WHAT IS EXPECTED
Transcribe these records exactly, dropping every picture.
[EXERCISE MATERIAL — start]
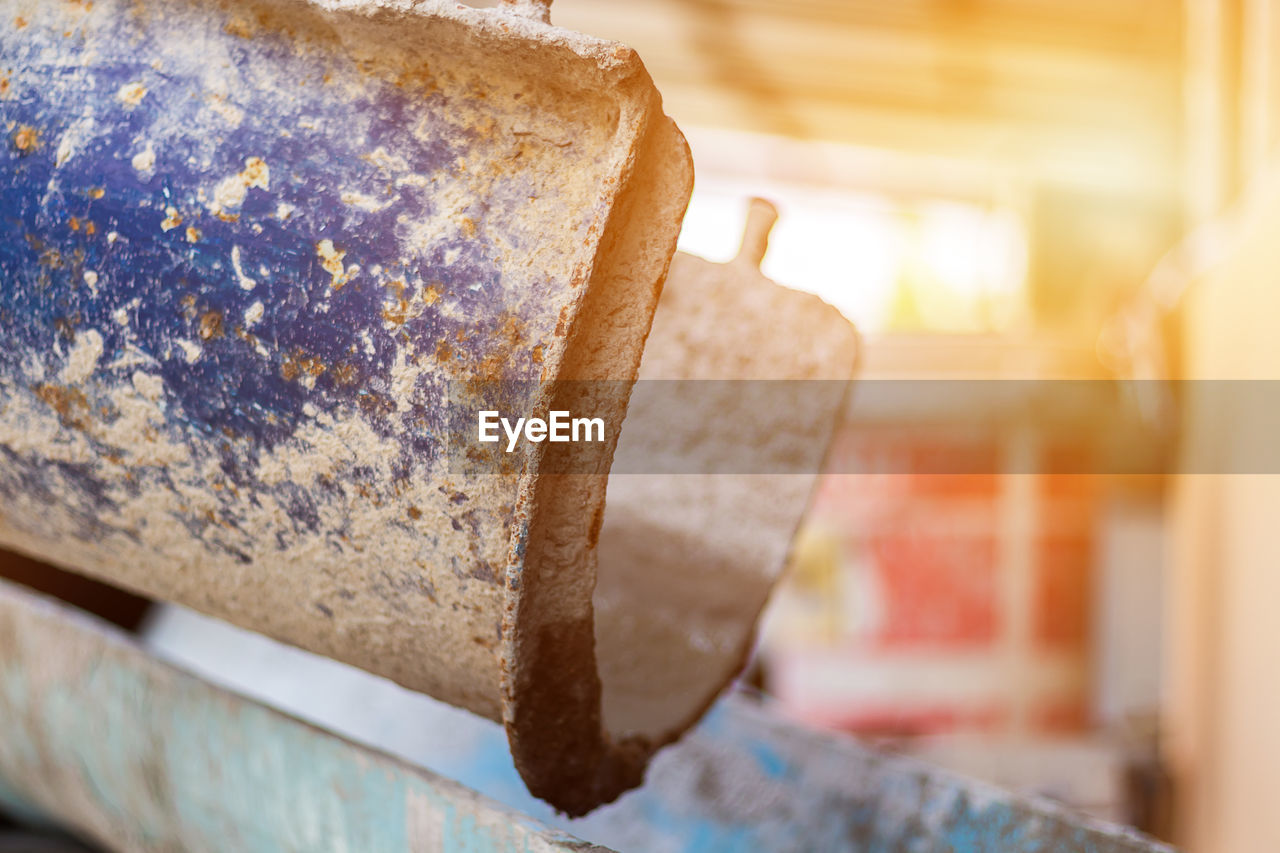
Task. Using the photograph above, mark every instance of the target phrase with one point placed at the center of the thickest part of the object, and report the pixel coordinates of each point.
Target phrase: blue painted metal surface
(247, 247)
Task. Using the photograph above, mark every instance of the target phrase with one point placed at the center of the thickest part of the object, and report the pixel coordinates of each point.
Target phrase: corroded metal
(138, 756)
(246, 246)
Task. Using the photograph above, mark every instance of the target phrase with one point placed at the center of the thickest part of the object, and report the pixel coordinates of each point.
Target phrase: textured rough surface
(137, 756)
(685, 560)
(243, 250)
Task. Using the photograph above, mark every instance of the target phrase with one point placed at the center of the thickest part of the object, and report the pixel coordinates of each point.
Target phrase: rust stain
(301, 365)
(71, 404)
(172, 219)
(240, 28)
(210, 325)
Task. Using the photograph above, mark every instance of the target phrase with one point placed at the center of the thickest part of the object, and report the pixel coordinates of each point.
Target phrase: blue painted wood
(137, 756)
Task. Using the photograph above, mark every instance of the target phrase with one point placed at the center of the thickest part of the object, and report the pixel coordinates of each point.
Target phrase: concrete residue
(229, 195)
(83, 357)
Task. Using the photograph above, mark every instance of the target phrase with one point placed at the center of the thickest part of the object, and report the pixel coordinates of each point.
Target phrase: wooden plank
(138, 756)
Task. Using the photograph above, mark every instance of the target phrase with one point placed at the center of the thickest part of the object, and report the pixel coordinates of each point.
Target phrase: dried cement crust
(667, 584)
(250, 245)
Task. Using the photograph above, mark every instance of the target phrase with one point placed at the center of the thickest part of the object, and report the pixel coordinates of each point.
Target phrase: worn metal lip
(644, 160)
(552, 690)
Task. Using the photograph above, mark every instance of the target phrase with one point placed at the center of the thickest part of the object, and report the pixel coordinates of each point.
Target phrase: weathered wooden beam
(138, 756)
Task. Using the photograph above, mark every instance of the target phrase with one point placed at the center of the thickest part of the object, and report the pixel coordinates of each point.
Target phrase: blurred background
(997, 190)
(1042, 190)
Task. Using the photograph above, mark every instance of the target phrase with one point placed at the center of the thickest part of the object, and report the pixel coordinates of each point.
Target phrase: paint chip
(131, 94)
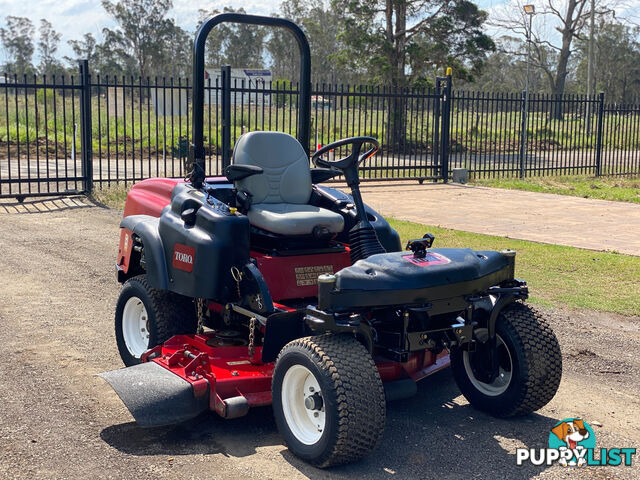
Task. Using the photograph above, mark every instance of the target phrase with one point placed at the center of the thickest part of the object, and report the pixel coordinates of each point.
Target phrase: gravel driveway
(57, 296)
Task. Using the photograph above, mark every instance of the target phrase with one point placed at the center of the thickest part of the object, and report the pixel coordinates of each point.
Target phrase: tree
(142, 34)
(47, 48)
(17, 40)
(322, 27)
(238, 45)
(617, 57)
(400, 41)
(405, 42)
(84, 49)
(569, 18)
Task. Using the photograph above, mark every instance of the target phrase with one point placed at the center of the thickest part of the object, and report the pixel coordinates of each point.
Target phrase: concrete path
(541, 217)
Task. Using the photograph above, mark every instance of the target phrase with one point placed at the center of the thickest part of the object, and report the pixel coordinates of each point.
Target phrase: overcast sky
(73, 18)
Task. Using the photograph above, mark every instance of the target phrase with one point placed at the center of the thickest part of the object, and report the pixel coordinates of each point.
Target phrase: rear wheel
(146, 317)
(328, 399)
(529, 365)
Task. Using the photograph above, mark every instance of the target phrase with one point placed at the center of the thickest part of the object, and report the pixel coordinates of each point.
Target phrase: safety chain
(252, 336)
(200, 306)
(237, 276)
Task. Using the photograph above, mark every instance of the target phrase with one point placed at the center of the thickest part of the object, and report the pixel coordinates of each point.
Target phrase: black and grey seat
(280, 194)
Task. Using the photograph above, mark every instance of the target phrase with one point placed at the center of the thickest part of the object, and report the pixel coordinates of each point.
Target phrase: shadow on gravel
(204, 435)
(435, 434)
(47, 205)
[EXERCISE MATERIAL — finish]
RESULT FOR THIS TASK
Task. Using the photograph above, mark every instance of the target phrase with one point placed at the center of the thickest part of the object, and report the pixel coordinates of each point.
Target phrase: blue painted metal surface
(247, 247)
Task. Using the photograph above, mark every instance of the target phrase with one point placed at the center of the thickest part of the object, and report the pixel coordinates of each point.
Target phrase: corroded metal
(138, 756)
(246, 246)
Task. Using the photograph above, mark every instance of the target phrase with one point placed at the center of the thickest part of the object, and report the pixel coordinates of each point.
Target phrase: textured rough surface
(137, 756)
(685, 560)
(243, 250)
Task. Using the photograph above, mark every instance of the target phrase with one point placed at the center of the thickest part of the object, and report the pixel coordinates of each point.
Target phrase: rust stain
(301, 365)
(71, 404)
(172, 219)
(240, 28)
(210, 325)
Task. Using the photograph above, mark every instance of the target phrase with one point placed at the center of the thickest part of the object, and report the pixel coordinates of each point.
Target phrase: blue painted wood
(137, 756)
Task. Using the photograph above, mark every instance of the target phrase with one point placed at the center of the thickest part of the object, and report the pixel coordinates of each point.
Target phrase: concrete residue
(229, 195)
(83, 357)
Task. Using the photograph above, mark every instance of the target phrase with one point placed at the center of the thickest part of the object, and report the pixel coordinates of each point.
Target phrase: wooden plank
(138, 756)
Task. Using the photograph above, mark every instance of the target phrase with one point placed at the center of the thickest part of the object, and report the pixel coordinates of each point.
Target phrase: dried cement crust
(667, 584)
(250, 245)
Task. Using the photograph above, mark every instance of the target phrase with one point placed at the center of the thickest part of the object, and report the pixel coordinates of each point.
Target phrase: worn metal lip
(644, 160)
(552, 690)
Task. Using the photograph above, mark every instance of the target phrase with one point placed at the center of the thickest part of the object, and report the pixel coordinates of each point.
Target phrase: weathered wooden beam
(138, 756)
Task. Using the photograph above, mark every instance of the target phrase with one point placed at the center of the thickest part of the object, and report the pixel coordinates of each point.
Target phrase: blurred background
(997, 190)
(1042, 190)
Task. Using the photograph above, mark every instance of the target phrase with one point placed at the center of the thickest part of the object, and report the pixel coordinates of each point.
Target phrase: paint chip
(131, 94)
Task. Using the photograph above, mark every instance of the target phrase with one point placed at the center of the thickest part of the object, and report the pixel coordinates of each point.
Target phrase: gravel driveway
(57, 296)
Task. Using the photograph above, mark every instance of the target phrase with one point placed at the center of the thickest part of the object, and report the pixel coordinates of each point.
Target phrase: tree
(142, 34)
(47, 48)
(17, 40)
(322, 27)
(238, 45)
(617, 57)
(400, 41)
(405, 42)
(84, 49)
(569, 18)
Task. Using the photograph above, mark every instance of the target phrase with one point placed at the center of the thickest part of the object, and report the pixel coordinates of each point.
Target phrase: concrete path
(541, 217)
Task. Using the photograph above, mark every instance of the target phrase with one point placed at the center of the thickest part of the object, and report the pixel coordinates of each point.
Target phrase: overcast sky
(73, 18)
Task. Using the photograph above, mark every instance of the target phrase with one point placed at the center of the thickest part of the object, and report the pixel coordinates of each point.
Target phrase: rear wheel
(146, 317)
(328, 399)
(529, 365)
Task. Using the photograph above, mark every instance of the target phrase with one point placed at the center of the thickest part of the object, and report the pixel coordinates of each point.
Target phrase: safety chain
(252, 336)
(200, 306)
(237, 276)
Task. Using the photograph above, mark every instance of the target phrase with one point placed at the center of the thickest part of the object, and report the pixel coordinates of each point.
Target phrase: black and grey seat
(280, 194)
Task. Using the photograph above, mark every instance of the target phrase with one point placed at the center of the thickest part of the object, and report the pixel coordinates of each point.
Target phrase: shadow on gravel
(204, 435)
(435, 434)
(47, 205)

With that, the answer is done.